--- READING PASSAGE Enclosed Below ---

Support Vector Machines (SVM) treat each sample as a point in a n-dimensional space and try to find a hyperplane that separates samples from two different conditions. For this reason, SVM are considered binary classifiers, as they can only classify data with two possible outputs. However, there are several strategies to use SVM in problems with more than two possible outputs by combining several SVM classifiers. Fig. 1b represents a simple SVM with two input variables (i.e. temperature and heart rate). During the training, hyperplane parameters are adjusted to maximize the margin between the hyperplane and the samples with different outputs. SVM classifiers generally have good performance, however, they are complex to configure and trained classifiers are difficult to interpret.
Logistic Regression (LR) takes its name from the logistic function on which it is based. Like SVM, LR algorithms are considered binary classifiers, but, in this case, the output will be close or equal to 0 for one condition and close or equal to 1 for the other condition. Fig. 1c represents a simple LR with a single input variable (i.e. heart rate). In this example, the sepsis probability increases with the heart rate, however this variable is not enough to predict sepsis, and some samples are misclassified. There is a generalized LR for multiple condition problems named Multinomial Logistic Regression. During the training process, the coefficients of the function used to generate the output are adjusted, so that the output value is as close as possible to 0 or 1 for each condition. Despite of its name, LR is used in classification problems. LR classifiers perform well on linear separable problems and are simple to configure and train. However, trained classifiers are difficult to interpret.
A Decision Tree (DT) algorithm has the internal structure of a tree graph, where each branch node evaluates a variable of the sample, each edge represents a possible outcome of the evaluation and each leaf node represents a possible outcome. Fig. 1d represents a simple DT that determines if a patient is septic following the sepsis-3 definition. The structure of the tree, including the number of nodes, the condition evaluated on each node and the value of each edge, is determined during the training process. A special type of DT is the Random Forest (RF), which is not strictly a tree but a set of DTs that use different variables of the samples. The final outcome of a RF is an average of the internal trees outputs, usually the mode, for classification, and the mean, for regression. RF classifiers generally have high performance, they are easy to configure and it is possible to get some useful information to interpret trained classifiers, such as the importance of the variables.

--- End of Enclosed READING PASSAGE ---

* _QUESTIONS TO ANSWER_
(A) Summarize the classifier passage in three sentences.
(B) Please translate this sentence from the classifier passage into Spanish: "During the training, hyperplane parameters are adjusted to maximize the margin between the hyperplane and the samples with different outputs."
The records stand apart from the classifier passage and do not draw on it.

--- PROVIDED DATA Enclosed Below ---

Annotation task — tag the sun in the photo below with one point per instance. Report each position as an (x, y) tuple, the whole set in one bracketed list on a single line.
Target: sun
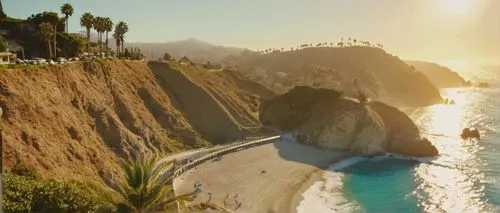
[(456, 6)]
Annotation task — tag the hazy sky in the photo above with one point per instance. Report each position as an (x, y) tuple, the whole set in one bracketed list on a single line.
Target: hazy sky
[(412, 29)]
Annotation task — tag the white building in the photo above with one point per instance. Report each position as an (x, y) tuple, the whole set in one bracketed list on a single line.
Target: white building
[(7, 57)]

--- End of Enclosed PROVIDED DATA ---

* _ANSWERS TO THE EXERCISES_
(A) Support Vector Machines separate samples from two conditions with a hyperplane and generally perform well, but they are complex to configure and hard to interpret. Logistic Regression is also a binary classifier, with output close to 0 for one condition and close to 1 for the other, and it is simple to configure and train but yields classifiers that are difficult to interpret. Decision Trees evaluate a sample's variables at branch nodes, and Random Forests, which are sets of such trees, generally perform well, are easy to configure, and offer some interpretive information such as variable importance.

(B) Durante el entrenamiento, los parámetros del hiperplano se ajustan para maximizar el margen entre el hiperplano y las muestras con salidas diferentes.